Copy out the material below with every "wooden" swapped for "timber", leaving all other text untouched.

>> START Record excerpts

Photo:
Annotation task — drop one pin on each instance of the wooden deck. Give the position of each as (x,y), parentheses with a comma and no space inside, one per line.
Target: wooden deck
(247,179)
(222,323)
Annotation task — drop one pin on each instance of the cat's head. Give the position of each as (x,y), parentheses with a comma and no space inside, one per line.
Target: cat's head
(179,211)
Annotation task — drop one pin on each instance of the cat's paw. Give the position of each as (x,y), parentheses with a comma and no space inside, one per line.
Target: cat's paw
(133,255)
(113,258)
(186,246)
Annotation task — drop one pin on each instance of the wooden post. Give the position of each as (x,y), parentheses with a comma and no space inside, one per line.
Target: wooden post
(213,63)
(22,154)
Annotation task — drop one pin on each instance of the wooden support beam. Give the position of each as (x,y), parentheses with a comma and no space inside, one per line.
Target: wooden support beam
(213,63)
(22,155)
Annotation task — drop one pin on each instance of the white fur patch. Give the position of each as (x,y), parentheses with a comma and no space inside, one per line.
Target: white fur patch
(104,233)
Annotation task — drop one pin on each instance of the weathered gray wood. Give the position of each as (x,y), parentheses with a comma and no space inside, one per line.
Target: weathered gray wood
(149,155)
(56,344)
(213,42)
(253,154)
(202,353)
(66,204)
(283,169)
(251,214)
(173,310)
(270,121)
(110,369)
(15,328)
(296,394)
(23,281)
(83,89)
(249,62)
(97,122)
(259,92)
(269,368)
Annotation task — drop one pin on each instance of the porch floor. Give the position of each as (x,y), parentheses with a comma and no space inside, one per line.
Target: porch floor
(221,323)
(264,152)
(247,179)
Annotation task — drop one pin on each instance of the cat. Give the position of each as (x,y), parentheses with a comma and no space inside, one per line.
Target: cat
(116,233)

>> END Record excerpts

Response to the task ->
Photo:
Annotation task — drop one pin on each instance of the timber deck. Give the position of each as (x,y), parentheses with a comma and no space inside, one per line.
Target: timber deck
(247,179)
(222,323)
Annotation task — drop one pin on each instance of the cat's head. Give the position of each as (x,y), parentheses with a comma and no space inside, one per line.
Target: cat's head
(179,211)
Annotation task — drop one pin on each instance of the cat's paw. Give the position of each as (x,y), parentheses with a comma and no space inside, one per line.
Target: cat's paw
(133,255)
(113,258)
(186,246)
Annotation task — drop one pin on each instance of the timber post. Give the position of each as (x,y), parentheses with a comma and no space inside, one per line.
Target: timber post
(213,63)
(22,154)
Annotation task — drop one pin on each instance of the timber support beam. Give the position of each as (x,y), parentheses with a comma and no space inside, one per line.
Target: timber support beam
(213,63)
(22,155)
Annotation task — drop one pin on each instance of the white fur patch. Give the position of each as (x,y), parentheses with a comma and no space inside, one per line.
Target: white fur patch
(104,233)
Annotation task — drop one pin on each instance of the weathered gray wood. Give the position of each as (x,y), parentheses with a comma and no space inside, one per line.
Target: weathered gray wood
(149,155)
(56,344)
(213,42)
(253,154)
(202,353)
(66,204)
(283,169)
(251,214)
(173,310)
(270,121)
(110,369)
(15,328)
(296,394)
(23,281)
(83,89)
(249,62)
(97,122)
(259,92)
(269,368)
Annotation task — drop one pin on each instance of the porch floor. Give the position of each as (x,y), parentheses with a comma and no space inside, one per line.
Target: porch floor
(221,323)
(264,152)
(247,179)
Annotation task — drop one pin on each instance of the cat. Give the position of each as (x,y), parentheses with a comma and no space inside, one per line.
Target: cat
(116,233)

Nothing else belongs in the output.